## STATED EXERCISE
Write the data out again, character for character, with no images.

[Object location annotation data]

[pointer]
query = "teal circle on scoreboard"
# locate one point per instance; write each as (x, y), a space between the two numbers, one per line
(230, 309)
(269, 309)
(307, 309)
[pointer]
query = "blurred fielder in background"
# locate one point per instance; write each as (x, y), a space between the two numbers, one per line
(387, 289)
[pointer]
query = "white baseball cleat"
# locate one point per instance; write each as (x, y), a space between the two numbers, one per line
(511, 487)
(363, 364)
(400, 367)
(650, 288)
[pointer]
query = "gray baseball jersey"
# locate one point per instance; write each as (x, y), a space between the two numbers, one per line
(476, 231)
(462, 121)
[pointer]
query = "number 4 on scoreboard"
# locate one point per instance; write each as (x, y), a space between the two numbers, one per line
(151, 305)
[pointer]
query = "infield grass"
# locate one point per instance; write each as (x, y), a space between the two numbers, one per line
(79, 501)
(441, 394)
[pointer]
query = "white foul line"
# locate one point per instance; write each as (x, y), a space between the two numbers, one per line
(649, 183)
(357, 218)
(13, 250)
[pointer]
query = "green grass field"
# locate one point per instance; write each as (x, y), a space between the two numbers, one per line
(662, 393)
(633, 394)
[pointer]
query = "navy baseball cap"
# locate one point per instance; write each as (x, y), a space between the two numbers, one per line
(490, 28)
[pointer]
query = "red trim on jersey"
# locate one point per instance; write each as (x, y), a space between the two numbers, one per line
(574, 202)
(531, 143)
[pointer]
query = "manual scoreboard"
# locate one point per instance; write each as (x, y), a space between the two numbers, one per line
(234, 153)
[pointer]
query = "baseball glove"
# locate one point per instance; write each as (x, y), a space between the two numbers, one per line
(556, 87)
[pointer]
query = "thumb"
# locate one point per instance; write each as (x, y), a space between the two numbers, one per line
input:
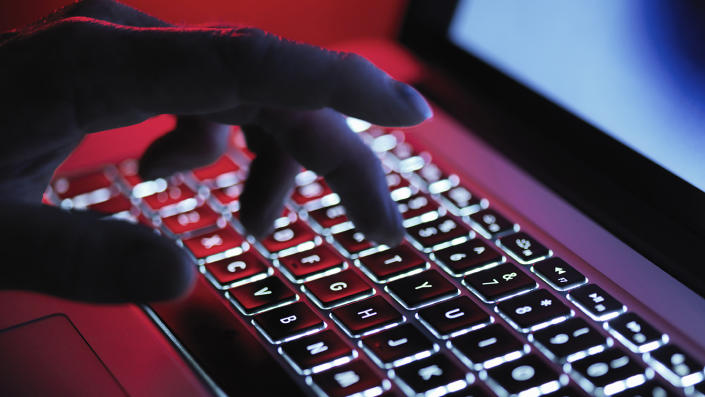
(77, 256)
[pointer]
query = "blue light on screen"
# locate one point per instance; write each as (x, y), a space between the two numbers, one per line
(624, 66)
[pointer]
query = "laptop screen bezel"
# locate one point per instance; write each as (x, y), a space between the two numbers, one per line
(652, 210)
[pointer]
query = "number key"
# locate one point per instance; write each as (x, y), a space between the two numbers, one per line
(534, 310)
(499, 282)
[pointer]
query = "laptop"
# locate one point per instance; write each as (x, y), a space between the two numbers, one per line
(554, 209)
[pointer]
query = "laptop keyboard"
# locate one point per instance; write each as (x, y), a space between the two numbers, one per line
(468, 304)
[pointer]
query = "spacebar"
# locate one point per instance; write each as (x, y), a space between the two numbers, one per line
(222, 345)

## THE SOLUTION
[pointer]
query = "teal circle on scoreboard"
# locate one point per instance; write each as (x, y), a space between the two numbers, one per line
(230, 309)
(269, 309)
(307, 309)
[pointer]
query = "blurred fielder in background"
# locate one point per instance; write each as (x, y), a space between the two numbers, one per line
(387, 289)
[pointer]
query = "white baseball cleat"
# locate one point per instance; write each as (x, y), a space between the two numbers, one per line
(511, 487)
(363, 364)
(400, 367)
(650, 288)
[pointer]
query = "gray baseball jersey"
# locate one point per instance; write each as (x, y), a space between the two numbers, one per line
(476, 231)
(462, 121)
[pointer]
query = "number 4 on scoreboard"
# locate one point per instance; write each as (x, y), a space between the two numbers, one per line
(151, 305)
[pointer]
query = "infield grass"
# locate one point per instance; write each as (x, y), a space between the two numbers, one per line
(79, 501)
(441, 394)
[pointer]
query = "white foul line"
# locate one point per instance; write each as (x, y), a space between the two numbers, one per line
(649, 183)
(357, 218)
(13, 250)
[pointer]
query = "green grass field"
# locate one point per instance; write each as (x, y), a space between the two numbers, one per line
(662, 393)
(633, 394)
[pointer]
query = "navy baseball cap"
# locate one point per instance; write each as (x, y), a space between the two numbers, one per line
(490, 28)
[pointer]
query = "red trim on jersey"
# locate one point per instance; write each as (x, y), a space between the two numbers, one per line
(574, 202)
(531, 143)
[pointer]
query = "manual scoreboard"
# locate one point per instance; write each as (x, y), a space between the two numbers, one per line
(234, 153)
[pointer]
query = "baseball glove"
# locate one point per instance; write each as (x, y), a space between the two numbers, one per line
(556, 87)
[pointer]
query = "thumb"
# locate one point per instance; write each as (x, y), a space between the two numbers, one per line
input:
(77, 256)
[pointer]
query = "blue light on screen"
# locate one point per instance; write each as (x, y), a space between the two numbers, one per line
(624, 66)
[pointer]
query = "laptop screen bezel"
# locate one point per instance; write each as (x, y), a space between the two numbers, one per line
(652, 210)
[pointer]
query = "number key"
# locate one point per instance; write each as (x, y), a space between the two numbers, one per line
(534, 310)
(499, 282)
[pointer]
query = "laptop"
# locate one point per instance; write each as (x, y), a space between the two numbers, one per line
(554, 209)
[pointer]
query = "laptop keyboard"
# locate one point per instance; write each as (x, y), a space between the two numbers, one per line
(468, 304)
[pointer]
query = "spacebar"
# locate one point per instance; write each as (x, y), a space between the two numbers, one per line
(222, 345)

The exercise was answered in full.